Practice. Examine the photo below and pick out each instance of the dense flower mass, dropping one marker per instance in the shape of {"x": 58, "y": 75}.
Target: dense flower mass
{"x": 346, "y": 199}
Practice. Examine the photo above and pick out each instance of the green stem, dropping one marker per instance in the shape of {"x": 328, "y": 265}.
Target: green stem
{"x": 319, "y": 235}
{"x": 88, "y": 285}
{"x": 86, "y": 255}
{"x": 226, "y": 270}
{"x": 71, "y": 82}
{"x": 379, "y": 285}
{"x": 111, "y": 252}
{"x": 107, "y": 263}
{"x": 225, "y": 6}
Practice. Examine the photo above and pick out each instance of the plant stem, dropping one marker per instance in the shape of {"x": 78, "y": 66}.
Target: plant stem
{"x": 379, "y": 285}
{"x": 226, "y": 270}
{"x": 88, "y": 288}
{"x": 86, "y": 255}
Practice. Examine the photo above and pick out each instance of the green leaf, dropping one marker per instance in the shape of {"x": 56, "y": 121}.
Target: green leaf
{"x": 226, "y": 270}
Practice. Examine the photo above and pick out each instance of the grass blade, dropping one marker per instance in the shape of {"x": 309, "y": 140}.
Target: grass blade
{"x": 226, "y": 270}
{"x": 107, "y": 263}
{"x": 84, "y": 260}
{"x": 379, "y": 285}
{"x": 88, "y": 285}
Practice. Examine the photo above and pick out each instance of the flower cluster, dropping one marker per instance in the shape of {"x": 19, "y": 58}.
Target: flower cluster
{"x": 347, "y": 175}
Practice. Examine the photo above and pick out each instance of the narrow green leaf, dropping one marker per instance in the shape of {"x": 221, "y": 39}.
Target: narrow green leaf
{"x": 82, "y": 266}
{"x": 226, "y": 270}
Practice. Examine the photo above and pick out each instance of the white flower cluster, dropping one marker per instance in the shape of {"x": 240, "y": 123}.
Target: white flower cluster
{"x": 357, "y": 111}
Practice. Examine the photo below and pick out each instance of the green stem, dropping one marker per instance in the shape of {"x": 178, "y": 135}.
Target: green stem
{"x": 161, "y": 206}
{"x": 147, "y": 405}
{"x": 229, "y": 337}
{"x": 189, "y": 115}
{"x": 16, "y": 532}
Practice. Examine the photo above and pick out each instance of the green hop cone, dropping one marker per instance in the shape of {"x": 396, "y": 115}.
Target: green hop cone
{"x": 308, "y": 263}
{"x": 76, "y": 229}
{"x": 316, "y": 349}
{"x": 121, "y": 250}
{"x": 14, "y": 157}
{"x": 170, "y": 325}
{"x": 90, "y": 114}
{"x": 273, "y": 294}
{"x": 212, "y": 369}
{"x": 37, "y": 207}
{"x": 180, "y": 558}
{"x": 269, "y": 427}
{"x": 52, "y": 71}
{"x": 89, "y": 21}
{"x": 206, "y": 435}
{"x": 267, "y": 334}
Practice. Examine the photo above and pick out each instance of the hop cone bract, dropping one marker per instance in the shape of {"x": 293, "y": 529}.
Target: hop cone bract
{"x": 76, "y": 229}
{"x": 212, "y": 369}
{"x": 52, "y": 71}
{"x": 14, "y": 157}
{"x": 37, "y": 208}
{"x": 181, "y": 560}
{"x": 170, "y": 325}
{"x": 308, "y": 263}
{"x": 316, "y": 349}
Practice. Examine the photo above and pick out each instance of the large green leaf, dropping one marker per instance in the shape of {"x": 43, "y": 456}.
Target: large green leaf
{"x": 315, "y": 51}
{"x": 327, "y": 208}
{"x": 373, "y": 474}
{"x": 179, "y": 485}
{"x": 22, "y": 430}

━━━━━━━━━━

▶ _THE TASK_
Your answer must be every line from the entries that contains the string "below", copied as it stands.

▶ _ANSWER SPACE_
Practice. Examine the photo below and pick out each instance of the dense flower mass, dropping one marker per instance in the shape of {"x": 58, "y": 75}.
Practice. Examine the photo below and pick out each instance of the green stem, dropping one marker per instance in the shape of {"x": 178, "y": 135}.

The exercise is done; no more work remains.